Consigne:
Reprenez le passage du texte à analyser qui commence par "L'expert judiciaire a" et se termine par "euros sera confirmé.", en substituant "juge de première instance" à "premier juge".

Texte à analyser:
==================================================
S'agissant des primes, Mme [R] peut en réclamer le remboursement dès lors qu'elles constituent un revenu professionnel dont elle a été privée du fait de l'accident et qui n'étaient pas incluses dans son salaire de base (primes des dimanches et de service). Elle justifie qu'à ce titre elle n'a pas perçu la somme totale de 1 590,59 euros (756,84 euros du 10 septembre au 31 décembre 2016

+ 833,75 euros du 1er janvier au 31 décembre 2017) selon le certificat administratif du Groupe hospitalier du [Localité 5] du 3 avril 2018.

M. [G] sera condamné à verser à Mme [R] la somme totale de

2 534,82 euros. Le montant retenu par le tribunal sera infirmé.

c) les frais de tierce personne et de cantine scolaire

Mme [R] sollicite l'application d'un taux horaire moyen de 17 euros pour l'indemniser de l'assistance par une tierce personne de sa famille. Elle ajoute qu'elle a été contrainte de faire manger son fils à la cantine de l'école maternelle car elle n'a pas pu aller le chercher le midi et le raccompagner du 10 septembre 2016 au 7 juillet 2017. Elle sollicite la confirmation de l'indemnité totale de 7 717,50 euros allouée par le tribunal.

M. [G] considère que l'indemnité pour l'assistance par une tierce personne doit être calculée sur la base de 10 euros par heure, soit un total de 4 240 euros.

L'expert judiciaire a précisé que Mme [R] avait besoin d'une aide temporaire 3 heures par jour du 16 septembre 2016 au 11 janvier 2017, puis deux heures par jour du 12 janvier au 15 février 2017.

Le premier juge a fait une exacte appréciation de l'indemnisation des frais de tierce personne à la somme de 7 208 euros en retenant un taux de 17 euros par heure d'assistance. Le principe et le montant de l'indemnité de 509,50 euros allouée au titre des frais de cantine scolaire du fils de Mme [R] ne sont pas discutés.

Le montant total de 7 717,50 euros sera confirmé.

II - Les préjudices patrimoniaux permanents

a) les dépenses de santé futures

- Sur les semelles orthopédiques

Mme [R] conclut à la confirmation du capital de 7 813,76 euros accordé par le tribunal.

M. [G] estime que les frais échus pour 2018 et 2019 s'élèvent à 221,20 euros (110,60 euros × 2) et, les frais à échoir à titre viager à compter de 2020, à

4 353,53 euros (110,60 euros × 39,39).
==================================================
Lignes répertoriées:
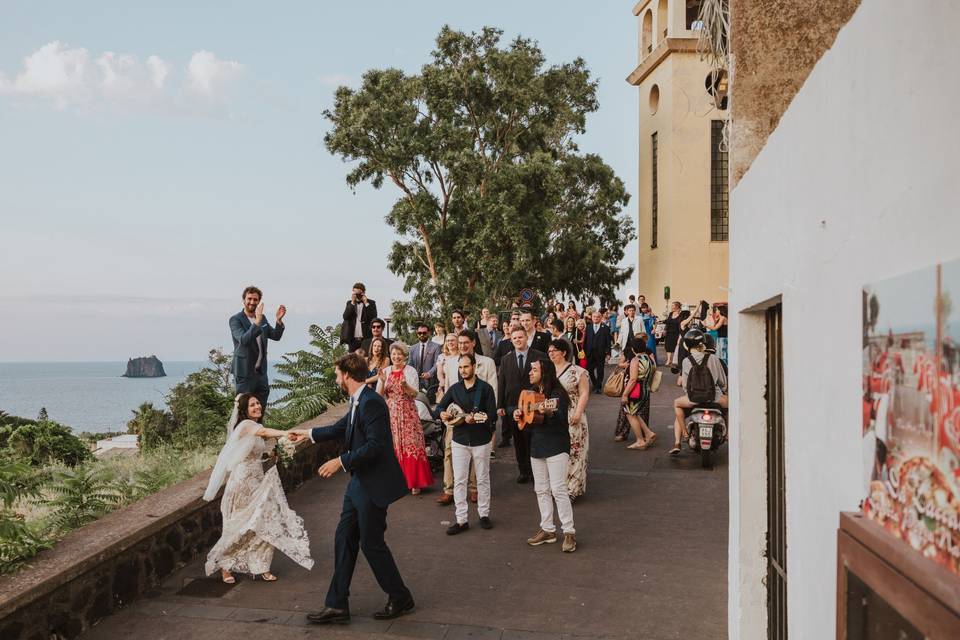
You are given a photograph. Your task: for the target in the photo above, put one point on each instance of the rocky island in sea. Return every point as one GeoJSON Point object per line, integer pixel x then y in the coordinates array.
{"type": "Point", "coordinates": [150, 367]}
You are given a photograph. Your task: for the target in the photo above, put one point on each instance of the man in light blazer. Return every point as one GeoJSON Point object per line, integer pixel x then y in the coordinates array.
{"type": "Point", "coordinates": [423, 358]}
{"type": "Point", "coordinates": [251, 332]}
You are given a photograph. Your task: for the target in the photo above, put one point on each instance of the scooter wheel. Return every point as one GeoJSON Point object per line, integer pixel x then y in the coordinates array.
{"type": "Point", "coordinates": [706, 459]}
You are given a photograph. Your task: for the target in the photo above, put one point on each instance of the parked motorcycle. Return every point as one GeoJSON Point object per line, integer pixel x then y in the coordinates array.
{"type": "Point", "coordinates": [707, 427]}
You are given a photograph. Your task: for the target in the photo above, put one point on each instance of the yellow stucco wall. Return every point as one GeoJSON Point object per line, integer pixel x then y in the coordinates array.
{"type": "Point", "coordinates": [685, 259]}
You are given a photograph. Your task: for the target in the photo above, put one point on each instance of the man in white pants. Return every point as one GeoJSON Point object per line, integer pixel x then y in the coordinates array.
{"type": "Point", "coordinates": [472, 440]}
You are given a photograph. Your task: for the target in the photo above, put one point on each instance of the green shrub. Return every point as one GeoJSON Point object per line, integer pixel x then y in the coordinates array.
{"type": "Point", "coordinates": [19, 539]}
{"type": "Point", "coordinates": [309, 380]}
{"type": "Point", "coordinates": [42, 442]}
{"type": "Point", "coordinates": [80, 495]}
{"type": "Point", "coordinates": [201, 405]}
{"type": "Point", "coordinates": [153, 426]}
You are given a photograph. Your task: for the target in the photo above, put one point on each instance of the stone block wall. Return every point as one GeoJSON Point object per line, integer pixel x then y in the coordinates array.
{"type": "Point", "coordinates": [100, 568]}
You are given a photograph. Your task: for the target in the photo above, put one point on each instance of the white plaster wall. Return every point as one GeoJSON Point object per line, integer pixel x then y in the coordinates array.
{"type": "Point", "coordinates": [858, 183]}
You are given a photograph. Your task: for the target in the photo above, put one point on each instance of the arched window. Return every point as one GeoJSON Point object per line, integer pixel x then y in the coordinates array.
{"type": "Point", "coordinates": [646, 41]}
{"type": "Point", "coordinates": [662, 20]}
{"type": "Point", "coordinates": [693, 14]}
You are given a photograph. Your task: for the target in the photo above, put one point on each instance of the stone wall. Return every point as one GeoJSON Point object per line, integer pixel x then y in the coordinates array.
{"type": "Point", "coordinates": [775, 44]}
{"type": "Point", "coordinates": [104, 566]}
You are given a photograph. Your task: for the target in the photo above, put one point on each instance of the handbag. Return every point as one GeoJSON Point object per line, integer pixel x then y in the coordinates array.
{"type": "Point", "coordinates": [657, 379]}
{"type": "Point", "coordinates": [613, 387]}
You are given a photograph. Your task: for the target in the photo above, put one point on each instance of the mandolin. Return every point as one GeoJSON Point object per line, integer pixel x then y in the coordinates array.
{"type": "Point", "coordinates": [459, 416]}
{"type": "Point", "coordinates": [531, 406]}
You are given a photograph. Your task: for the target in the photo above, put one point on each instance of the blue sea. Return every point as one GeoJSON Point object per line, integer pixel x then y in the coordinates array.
{"type": "Point", "coordinates": [86, 396]}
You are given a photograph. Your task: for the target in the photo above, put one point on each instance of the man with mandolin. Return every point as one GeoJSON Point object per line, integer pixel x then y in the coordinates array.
{"type": "Point", "coordinates": [468, 408]}
{"type": "Point", "coordinates": [542, 411]}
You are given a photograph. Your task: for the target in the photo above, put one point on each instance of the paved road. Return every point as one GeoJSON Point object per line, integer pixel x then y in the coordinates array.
{"type": "Point", "coordinates": [651, 562]}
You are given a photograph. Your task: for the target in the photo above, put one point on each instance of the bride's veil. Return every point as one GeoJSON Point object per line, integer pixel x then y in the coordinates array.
{"type": "Point", "coordinates": [238, 445]}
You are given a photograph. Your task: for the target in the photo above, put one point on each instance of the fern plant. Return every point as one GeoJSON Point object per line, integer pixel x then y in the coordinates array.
{"type": "Point", "coordinates": [308, 378]}
{"type": "Point", "coordinates": [19, 541]}
{"type": "Point", "coordinates": [81, 495]}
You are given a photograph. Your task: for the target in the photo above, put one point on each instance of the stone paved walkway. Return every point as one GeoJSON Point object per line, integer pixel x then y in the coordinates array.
{"type": "Point", "coordinates": [651, 561]}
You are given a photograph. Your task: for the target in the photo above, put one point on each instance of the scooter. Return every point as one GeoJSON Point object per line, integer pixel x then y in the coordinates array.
{"type": "Point", "coordinates": [432, 433]}
{"type": "Point", "coordinates": [707, 427]}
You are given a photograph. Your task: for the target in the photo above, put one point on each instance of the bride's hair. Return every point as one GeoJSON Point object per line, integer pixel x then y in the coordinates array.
{"type": "Point", "coordinates": [243, 405]}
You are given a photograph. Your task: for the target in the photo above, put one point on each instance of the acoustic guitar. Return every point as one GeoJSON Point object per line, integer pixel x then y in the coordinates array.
{"type": "Point", "coordinates": [531, 406]}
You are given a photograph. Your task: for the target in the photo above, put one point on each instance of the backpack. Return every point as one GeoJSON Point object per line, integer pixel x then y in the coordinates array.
{"type": "Point", "coordinates": [701, 387]}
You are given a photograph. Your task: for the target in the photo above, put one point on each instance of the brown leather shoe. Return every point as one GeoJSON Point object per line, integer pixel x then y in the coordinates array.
{"type": "Point", "coordinates": [542, 537]}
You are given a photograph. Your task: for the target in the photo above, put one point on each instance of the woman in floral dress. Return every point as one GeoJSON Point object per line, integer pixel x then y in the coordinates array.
{"type": "Point", "coordinates": [577, 384]}
{"type": "Point", "coordinates": [399, 384]}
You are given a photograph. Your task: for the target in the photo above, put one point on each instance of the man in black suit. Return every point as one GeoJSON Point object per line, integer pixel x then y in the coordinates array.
{"type": "Point", "coordinates": [376, 331]}
{"type": "Point", "coordinates": [537, 340]}
{"type": "Point", "coordinates": [357, 316]}
{"type": "Point", "coordinates": [597, 347]}
{"type": "Point", "coordinates": [250, 332]}
{"type": "Point", "coordinates": [513, 377]}
{"type": "Point", "coordinates": [376, 481]}
{"type": "Point", "coordinates": [505, 345]}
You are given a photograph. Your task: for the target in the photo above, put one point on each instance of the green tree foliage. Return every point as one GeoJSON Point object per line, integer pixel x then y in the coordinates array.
{"type": "Point", "coordinates": [154, 427]}
{"type": "Point", "coordinates": [18, 539]}
{"type": "Point", "coordinates": [41, 442]}
{"type": "Point", "coordinates": [81, 495]}
{"type": "Point", "coordinates": [201, 404]}
{"type": "Point", "coordinates": [308, 378]}
{"type": "Point", "coordinates": [494, 193]}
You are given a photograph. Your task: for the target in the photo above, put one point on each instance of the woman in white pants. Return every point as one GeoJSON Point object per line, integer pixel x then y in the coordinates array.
{"type": "Point", "coordinates": [549, 459]}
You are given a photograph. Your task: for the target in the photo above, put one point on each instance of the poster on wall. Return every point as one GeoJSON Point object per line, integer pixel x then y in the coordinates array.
{"type": "Point", "coordinates": [911, 409]}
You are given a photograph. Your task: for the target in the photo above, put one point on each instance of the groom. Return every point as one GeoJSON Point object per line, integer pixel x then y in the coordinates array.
{"type": "Point", "coordinates": [376, 482]}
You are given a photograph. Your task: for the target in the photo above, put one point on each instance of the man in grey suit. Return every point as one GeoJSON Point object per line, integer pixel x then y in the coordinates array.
{"type": "Point", "coordinates": [423, 358]}
{"type": "Point", "coordinates": [250, 331]}
{"type": "Point", "coordinates": [489, 336]}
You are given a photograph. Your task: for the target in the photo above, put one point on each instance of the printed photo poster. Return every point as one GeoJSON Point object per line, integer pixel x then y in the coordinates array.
{"type": "Point", "coordinates": [911, 409]}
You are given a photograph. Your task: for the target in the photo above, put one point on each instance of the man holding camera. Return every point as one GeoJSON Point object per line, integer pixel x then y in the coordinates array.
{"type": "Point", "coordinates": [357, 316]}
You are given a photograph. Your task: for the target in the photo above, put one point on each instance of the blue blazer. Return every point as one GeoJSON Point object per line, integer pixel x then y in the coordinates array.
{"type": "Point", "coordinates": [245, 335]}
{"type": "Point", "coordinates": [369, 458]}
{"type": "Point", "coordinates": [430, 357]}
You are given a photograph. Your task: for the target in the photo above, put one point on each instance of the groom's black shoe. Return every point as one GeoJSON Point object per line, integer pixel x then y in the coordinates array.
{"type": "Point", "coordinates": [395, 609]}
{"type": "Point", "coordinates": [329, 615]}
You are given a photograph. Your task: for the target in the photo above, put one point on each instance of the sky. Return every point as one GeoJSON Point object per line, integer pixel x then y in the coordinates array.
{"type": "Point", "coordinates": [158, 157]}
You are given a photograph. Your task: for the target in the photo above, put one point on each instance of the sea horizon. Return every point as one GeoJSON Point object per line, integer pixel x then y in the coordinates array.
{"type": "Point", "coordinates": [89, 396]}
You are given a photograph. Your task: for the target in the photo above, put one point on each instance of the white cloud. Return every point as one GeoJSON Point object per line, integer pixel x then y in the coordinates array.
{"type": "Point", "coordinates": [209, 76]}
{"type": "Point", "coordinates": [335, 80]}
{"type": "Point", "coordinates": [73, 77]}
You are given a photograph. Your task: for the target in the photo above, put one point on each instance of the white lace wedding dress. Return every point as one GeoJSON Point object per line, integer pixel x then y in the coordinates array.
{"type": "Point", "coordinates": [256, 518]}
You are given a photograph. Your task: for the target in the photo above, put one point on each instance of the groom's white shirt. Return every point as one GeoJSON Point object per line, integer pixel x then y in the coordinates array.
{"type": "Point", "coordinates": [354, 401]}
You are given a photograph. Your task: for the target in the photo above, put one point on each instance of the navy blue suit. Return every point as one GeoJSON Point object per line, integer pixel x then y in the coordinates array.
{"type": "Point", "coordinates": [376, 481]}
{"type": "Point", "coordinates": [246, 350]}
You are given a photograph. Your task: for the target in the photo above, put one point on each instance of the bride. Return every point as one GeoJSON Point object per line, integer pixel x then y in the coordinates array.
{"type": "Point", "coordinates": [256, 518]}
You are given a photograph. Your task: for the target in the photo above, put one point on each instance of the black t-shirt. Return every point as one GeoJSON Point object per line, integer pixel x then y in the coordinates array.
{"type": "Point", "coordinates": [552, 436]}
{"type": "Point", "coordinates": [479, 397]}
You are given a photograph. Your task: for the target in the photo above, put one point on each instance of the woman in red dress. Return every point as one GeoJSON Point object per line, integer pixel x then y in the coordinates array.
{"type": "Point", "coordinates": [398, 384]}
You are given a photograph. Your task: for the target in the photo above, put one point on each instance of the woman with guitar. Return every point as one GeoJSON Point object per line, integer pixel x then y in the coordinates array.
{"type": "Point", "coordinates": [544, 410]}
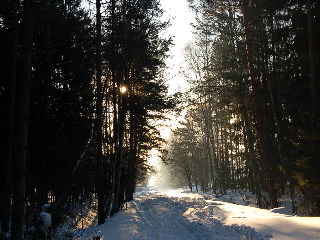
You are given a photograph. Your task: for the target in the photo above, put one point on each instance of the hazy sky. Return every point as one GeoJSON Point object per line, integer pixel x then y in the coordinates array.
{"type": "Point", "coordinates": [181, 31]}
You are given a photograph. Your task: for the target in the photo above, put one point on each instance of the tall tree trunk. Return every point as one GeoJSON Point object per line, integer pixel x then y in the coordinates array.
{"type": "Point", "coordinates": [311, 61]}
{"type": "Point", "coordinates": [258, 116]}
{"type": "Point", "coordinates": [6, 188]}
{"type": "Point", "coordinates": [21, 127]}
{"type": "Point", "coordinates": [100, 182]}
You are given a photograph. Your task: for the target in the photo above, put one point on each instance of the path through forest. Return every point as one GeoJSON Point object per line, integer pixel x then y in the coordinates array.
{"type": "Point", "coordinates": [180, 214]}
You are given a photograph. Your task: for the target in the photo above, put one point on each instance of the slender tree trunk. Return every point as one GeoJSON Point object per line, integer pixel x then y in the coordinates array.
{"type": "Point", "coordinates": [100, 182]}
{"type": "Point", "coordinates": [311, 61]}
{"type": "Point", "coordinates": [6, 187]}
{"type": "Point", "coordinates": [258, 116]}
{"type": "Point", "coordinates": [21, 127]}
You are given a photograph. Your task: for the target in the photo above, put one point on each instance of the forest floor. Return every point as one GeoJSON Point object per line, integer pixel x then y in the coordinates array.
{"type": "Point", "coordinates": [178, 214]}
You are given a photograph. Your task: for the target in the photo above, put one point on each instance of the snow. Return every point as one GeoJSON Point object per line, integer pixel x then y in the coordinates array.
{"type": "Point", "coordinates": [178, 214]}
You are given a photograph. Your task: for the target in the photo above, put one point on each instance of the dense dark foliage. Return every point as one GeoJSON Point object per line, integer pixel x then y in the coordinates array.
{"type": "Point", "coordinates": [60, 165]}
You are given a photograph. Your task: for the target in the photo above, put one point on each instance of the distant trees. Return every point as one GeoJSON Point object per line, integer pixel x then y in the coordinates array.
{"type": "Point", "coordinates": [253, 76]}
{"type": "Point", "coordinates": [95, 86]}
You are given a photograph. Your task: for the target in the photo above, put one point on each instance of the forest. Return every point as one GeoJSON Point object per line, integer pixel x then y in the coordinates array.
{"type": "Point", "coordinates": [252, 111]}
{"type": "Point", "coordinates": [82, 86]}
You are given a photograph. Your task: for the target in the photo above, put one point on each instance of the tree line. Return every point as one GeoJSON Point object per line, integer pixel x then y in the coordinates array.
{"type": "Point", "coordinates": [252, 118]}
{"type": "Point", "coordinates": [81, 84]}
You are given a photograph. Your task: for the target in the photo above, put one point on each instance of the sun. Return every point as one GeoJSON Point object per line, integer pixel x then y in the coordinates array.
{"type": "Point", "coordinates": [123, 89]}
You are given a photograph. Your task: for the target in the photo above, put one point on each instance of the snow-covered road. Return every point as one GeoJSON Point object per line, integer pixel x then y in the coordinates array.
{"type": "Point", "coordinates": [178, 214]}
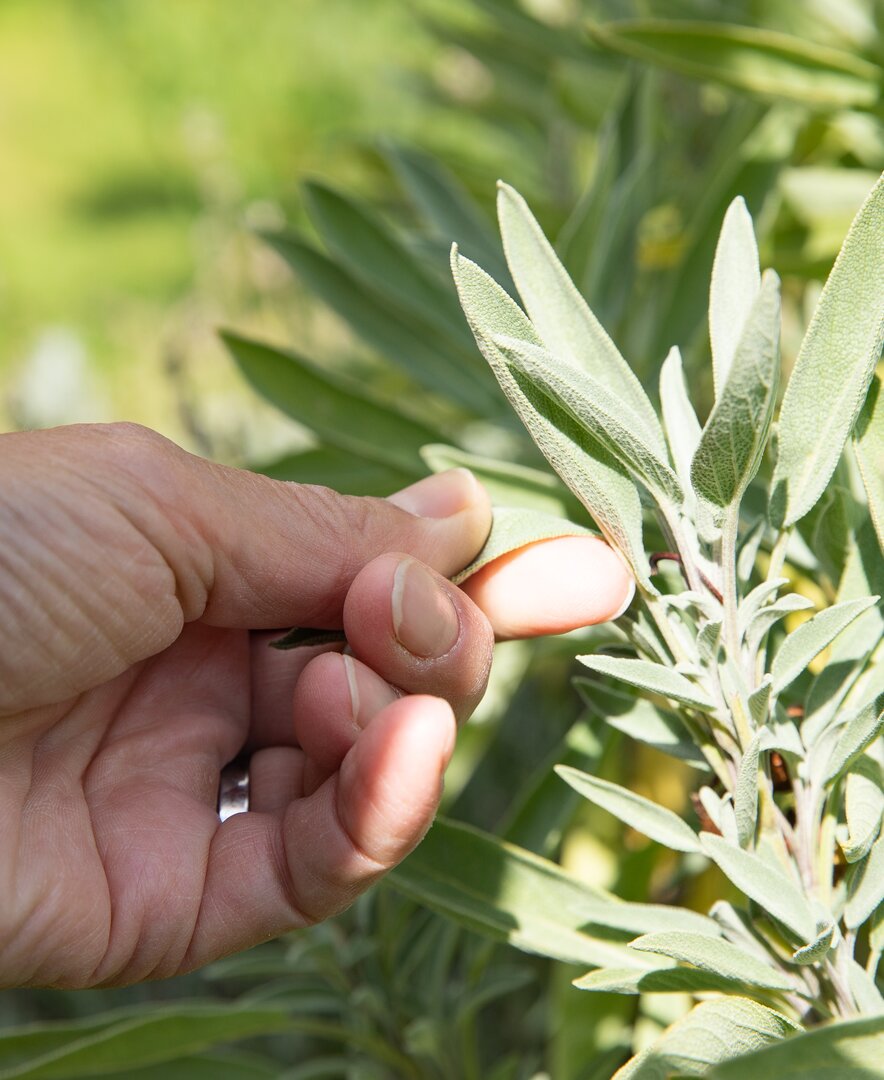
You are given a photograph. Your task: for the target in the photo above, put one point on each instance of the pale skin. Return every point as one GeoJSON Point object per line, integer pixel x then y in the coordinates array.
{"type": "Point", "coordinates": [139, 588]}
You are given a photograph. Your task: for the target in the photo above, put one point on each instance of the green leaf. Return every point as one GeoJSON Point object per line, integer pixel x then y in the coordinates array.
{"type": "Point", "coordinates": [508, 484]}
{"type": "Point", "coordinates": [598, 481]}
{"type": "Point", "coordinates": [841, 1050]}
{"type": "Point", "coordinates": [399, 336]}
{"type": "Point", "coordinates": [561, 316]}
{"type": "Point", "coordinates": [834, 365]}
{"type": "Point", "coordinates": [362, 242]}
{"type": "Point", "coordinates": [746, 793]}
{"type": "Point", "coordinates": [341, 415]}
{"type": "Point", "coordinates": [856, 734]}
{"type": "Point", "coordinates": [514, 527]}
{"type": "Point", "coordinates": [607, 419]}
{"type": "Point", "coordinates": [763, 883]}
{"type": "Point", "coordinates": [736, 432]}
{"type": "Point", "coordinates": [865, 887]}
{"type": "Point", "coordinates": [711, 1033]}
{"type": "Point", "coordinates": [679, 418]}
{"type": "Point", "coordinates": [735, 284]}
{"type": "Point", "coordinates": [648, 818]}
{"type": "Point", "coordinates": [716, 955]}
{"type": "Point", "coordinates": [149, 1037]}
{"type": "Point", "coordinates": [812, 637]}
{"type": "Point", "coordinates": [641, 720]}
{"type": "Point", "coordinates": [869, 447]}
{"type": "Point", "coordinates": [654, 678]}
{"type": "Point", "coordinates": [864, 806]}
{"type": "Point", "coordinates": [510, 894]}
{"type": "Point", "coordinates": [757, 61]}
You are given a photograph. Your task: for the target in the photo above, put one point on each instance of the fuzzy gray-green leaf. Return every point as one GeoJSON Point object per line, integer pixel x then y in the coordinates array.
{"type": "Point", "coordinates": [736, 432]}
{"type": "Point", "coordinates": [598, 480]}
{"type": "Point", "coordinates": [514, 527]}
{"type": "Point", "coordinates": [765, 885]}
{"type": "Point", "coordinates": [596, 409]}
{"type": "Point", "coordinates": [715, 955]}
{"type": "Point", "coordinates": [812, 637]}
{"type": "Point", "coordinates": [648, 818]}
{"type": "Point", "coordinates": [561, 316]}
{"type": "Point", "coordinates": [834, 366]}
{"type": "Point", "coordinates": [654, 678]}
{"type": "Point", "coordinates": [735, 283]}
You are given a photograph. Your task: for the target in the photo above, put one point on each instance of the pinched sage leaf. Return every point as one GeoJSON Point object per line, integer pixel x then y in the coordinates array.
{"type": "Point", "coordinates": [514, 527]}
{"type": "Point", "coordinates": [648, 818]}
{"type": "Point", "coordinates": [833, 369]}
{"type": "Point", "coordinates": [735, 434]}
{"type": "Point", "coordinates": [562, 318]}
{"type": "Point", "coordinates": [593, 474]}
{"type": "Point", "coordinates": [734, 287]}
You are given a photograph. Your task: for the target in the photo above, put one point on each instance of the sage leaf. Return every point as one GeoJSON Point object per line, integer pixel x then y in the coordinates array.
{"type": "Point", "coordinates": [864, 806]}
{"type": "Point", "coordinates": [648, 818]}
{"type": "Point", "coordinates": [715, 955]}
{"type": "Point", "coordinates": [514, 527]}
{"type": "Point", "coordinates": [735, 283]}
{"type": "Point", "coordinates": [856, 734]}
{"type": "Point", "coordinates": [763, 883]}
{"type": "Point", "coordinates": [508, 484]}
{"type": "Point", "coordinates": [736, 432]}
{"type": "Point", "coordinates": [834, 365]}
{"type": "Point", "coordinates": [840, 1050]}
{"type": "Point", "coordinates": [869, 447]}
{"type": "Point", "coordinates": [596, 409]}
{"type": "Point", "coordinates": [746, 793]}
{"type": "Point", "coordinates": [641, 719]}
{"type": "Point", "coordinates": [800, 647]}
{"type": "Point", "coordinates": [654, 678]}
{"type": "Point", "coordinates": [562, 318]}
{"type": "Point", "coordinates": [342, 415]}
{"type": "Point", "coordinates": [711, 1033]}
{"type": "Point", "coordinates": [596, 478]}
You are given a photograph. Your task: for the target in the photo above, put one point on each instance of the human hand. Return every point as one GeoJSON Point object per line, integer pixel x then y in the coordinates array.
{"type": "Point", "coordinates": [135, 582]}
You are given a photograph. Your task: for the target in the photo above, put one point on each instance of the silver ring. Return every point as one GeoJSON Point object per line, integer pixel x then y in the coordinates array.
{"type": "Point", "coordinates": [233, 788]}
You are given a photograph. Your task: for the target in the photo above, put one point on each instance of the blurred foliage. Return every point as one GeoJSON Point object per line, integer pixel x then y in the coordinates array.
{"type": "Point", "coordinates": [136, 177]}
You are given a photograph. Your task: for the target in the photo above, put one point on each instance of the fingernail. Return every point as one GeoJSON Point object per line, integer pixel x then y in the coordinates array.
{"type": "Point", "coordinates": [424, 619]}
{"type": "Point", "coordinates": [439, 496]}
{"type": "Point", "coordinates": [368, 692]}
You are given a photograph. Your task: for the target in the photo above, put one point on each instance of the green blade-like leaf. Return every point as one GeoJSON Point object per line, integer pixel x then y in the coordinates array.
{"type": "Point", "coordinates": [869, 447]}
{"type": "Point", "coordinates": [598, 481]}
{"type": "Point", "coordinates": [763, 883]}
{"type": "Point", "coordinates": [562, 318]}
{"type": "Point", "coordinates": [654, 678]}
{"type": "Point", "coordinates": [514, 527]}
{"type": "Point", "coordinates": [648, 818]}
{"type": "Point", "coordinates": [715, 955]}
{"type": "Point", "coordinates": [812, 637]}
{"type": "Point", "coordinates": [609, 420]}
{"type": "Point", "coordinates": [341, 415]}
{"type": "Point", "coordinates": [508, 484]}
{"type": "Point", "coordinates": [865, 887]}
{"type": "Point", "coordinates": [736, 432]}
{"type": "Point", "coordinates": [834, 365]}
{"type": "Point", "coordinates": [758, 61]}
{"type": "Point", "coordinates": [746, 794]}
{"type": "Point", "coordinates": [856, 734]}
{"type": "Point", "coordinates": [864, 806]}
{"type": "Point", "coordinates": [511, 894]}
{"type": "Point", "coordinates": [711, 1033]}
{"type": "Point", "coordinates": [736, 280]}
{"type": "Point", "coordinates": [363, 243]}
{"type": "Point", "coordinates": [842, 1050]}
{"type": "Point", "coordinates": [403, 338]}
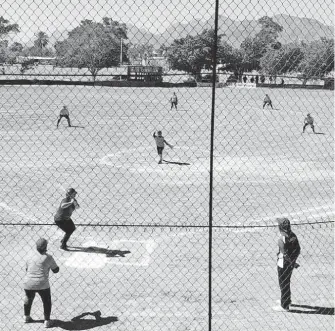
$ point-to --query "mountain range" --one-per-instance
(294, 29)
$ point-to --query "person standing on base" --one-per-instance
(36, 280)
(63, 216)
(64, 113)
(160, 142)
(309, 120)
(174, 100)
(267, 101)
(289, 250)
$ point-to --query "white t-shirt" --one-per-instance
(64, 111)
(37, 274)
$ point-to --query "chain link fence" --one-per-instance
(186, 239)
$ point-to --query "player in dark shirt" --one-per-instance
(63, 216)
(289, 250)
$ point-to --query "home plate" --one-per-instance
(94, 255)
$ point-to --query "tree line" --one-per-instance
(97, 45)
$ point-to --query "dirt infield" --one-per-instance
(156, 278)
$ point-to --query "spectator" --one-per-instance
(36, 280)
(289, 250)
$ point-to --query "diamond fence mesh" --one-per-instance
(184, 238)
==================================================
Résultat attendu:
L'expert judiciaire a précisé que Mme [R] avait besoin d'une aide temporaire 3 heures par jour du 16 septembre 2016 au 11 janvier 2017, puis deux heures par jour du 12 janvier au 15 février 2017.

Le juge de première instance a fait une exacte appréciation de l'indemnisation des frais de tierce personne à la somme de 7 208 euros en retenant un taux de 17 euros par heure d'assistance. Le principe et le montant de l'indemnité de 509,50 euros allouée au titre des frais de cantine scolaire du fils de Mme [R] ne sont pas discutés.

Le montant total de 7 717,50 euros sera confirmé.